TRECHO EXIBIDO:
Manipulando ASCII-85 via PHP

Artigo que apresenta a codificação ASCII 85, e uma classe em PHP para manipular esta codificação.

ASCII 85 é uma forma de codificação de sequências binárias que utiliza 85 caracteres imprimíveis. O valor codificado fica aproximadamente 25% maior que o valor original. Por questões de comparação, o "base 64" deixa o valor codificado aproximadamente 33% maior que o valor original.

Porém, este algoritmo não é implementado nativamente no PHP como é o base 64 através das funções base64_encode e base64_decode.

Há alguns anos implementei uma classe com o algoritmo de ASCII 85, que posto aqui.

Linguagem: PHP

Copyright 2008 Rubens Takiguti Ribeiro

Licença: LGPL 3 ou superior

/**
 * ASCII85: encode/decode binary data with text characters.
 *
 * About:
 * - Generates a text 25% larger from de original (approximately);
 * - Suport to Adobe version of algorithm;
 * - Suport to btoa version of algorithm;
 *
 * @author Rubens Takiguti Ribeiro
 * @date 2008-11-26
 * @version 1.0 2008-11-27
 * @see http://en.wikipedia.org/wiki/Ascii85
 * @license http://www.gnu.org/licenses/lgpl-3.0.html LGPLv3
 * @copyright Copyright (C) 2008  Rubens Takiguti Ribeiro
 */
final class ascii85 {

/// # CONSTANTS

    /**
     * Algorithm variations.
     */
    const BASIC   = 0; // Default implementation
    const ADOBE   = 1; // Adobe version
    const BTOA    = 2; // BTOA version

    /**
     * Exception codes
     */
    const THROW_ADOBE_DELIMITER = 1;
    const THROW_BTOA_CHECKS     = 2;
    const THROW_BTOA_VALUE      = 3;
    const THROW_TUPLE_CHAR      = 4;
    const THROW_TUPLE_SIZE      = 5;


/// # METHODS


    /**
     * This class is not instantiable.

MATERIAL EXTRAÍDO:
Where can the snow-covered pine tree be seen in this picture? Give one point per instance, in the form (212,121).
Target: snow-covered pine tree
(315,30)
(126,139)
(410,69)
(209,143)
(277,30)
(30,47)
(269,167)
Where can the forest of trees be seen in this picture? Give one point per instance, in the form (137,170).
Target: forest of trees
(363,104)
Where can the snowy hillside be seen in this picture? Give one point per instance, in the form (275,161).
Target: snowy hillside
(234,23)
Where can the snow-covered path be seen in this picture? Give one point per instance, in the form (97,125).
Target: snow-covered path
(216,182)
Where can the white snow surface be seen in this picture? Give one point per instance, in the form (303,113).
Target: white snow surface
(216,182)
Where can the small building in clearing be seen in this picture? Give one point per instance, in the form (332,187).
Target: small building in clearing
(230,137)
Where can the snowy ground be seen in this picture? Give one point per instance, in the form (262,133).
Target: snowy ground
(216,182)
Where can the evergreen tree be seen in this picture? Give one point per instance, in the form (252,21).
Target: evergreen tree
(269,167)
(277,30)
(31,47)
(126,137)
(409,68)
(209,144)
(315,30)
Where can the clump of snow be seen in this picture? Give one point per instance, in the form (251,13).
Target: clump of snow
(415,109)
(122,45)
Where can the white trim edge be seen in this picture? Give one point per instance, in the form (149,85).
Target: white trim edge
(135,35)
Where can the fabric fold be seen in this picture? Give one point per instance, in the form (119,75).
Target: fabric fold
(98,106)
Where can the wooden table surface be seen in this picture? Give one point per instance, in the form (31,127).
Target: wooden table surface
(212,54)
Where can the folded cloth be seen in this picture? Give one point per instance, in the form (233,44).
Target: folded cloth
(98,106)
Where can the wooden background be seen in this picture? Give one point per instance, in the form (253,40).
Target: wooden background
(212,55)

...

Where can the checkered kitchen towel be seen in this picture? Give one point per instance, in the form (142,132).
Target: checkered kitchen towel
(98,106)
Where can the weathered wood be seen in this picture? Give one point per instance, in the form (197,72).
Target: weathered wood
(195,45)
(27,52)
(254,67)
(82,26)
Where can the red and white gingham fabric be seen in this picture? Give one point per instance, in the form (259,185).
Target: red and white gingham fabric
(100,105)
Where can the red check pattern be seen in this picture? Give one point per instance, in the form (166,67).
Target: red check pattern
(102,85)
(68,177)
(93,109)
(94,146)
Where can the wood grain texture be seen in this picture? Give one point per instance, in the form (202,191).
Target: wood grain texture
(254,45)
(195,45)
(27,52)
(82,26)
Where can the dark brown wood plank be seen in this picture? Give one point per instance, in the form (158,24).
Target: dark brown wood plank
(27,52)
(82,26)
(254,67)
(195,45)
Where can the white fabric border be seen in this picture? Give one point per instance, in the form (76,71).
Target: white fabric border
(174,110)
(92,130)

INSTRUÇÃO 1: Reproduza fielmente o trecho do artigo sobre ASCII 85 que vai de "Há alguns anos" até "with text characters.".
INSTRUÇÃO 2:
Com base no artigo sobre ASCII 85, responda:
(a) Em quanto, aproximadamente, o valor codificado em ASCII 85 fica maior que o original?
(b) Quais funções implementam nativamente o base 64 no PHP?
(c) Sob qual licença a classe é disponibilizada?

RESPOSTA 1:
Há alguns anos implementei uma classe com o algoritmo de ASCII 85, que posto aqui.

Linguagem: PHP

Copyright 2008 Rubens Takiguti Ribeiro

Licença: LGPL 3 ou superior

/**
 * ASCII85: encode/decode binary data with text characters.

RESPOSTA 2:
(a) Aproximadamente 25%.
(b) base64_encode e base64_decode.
(c) LGPL 3 ou superior.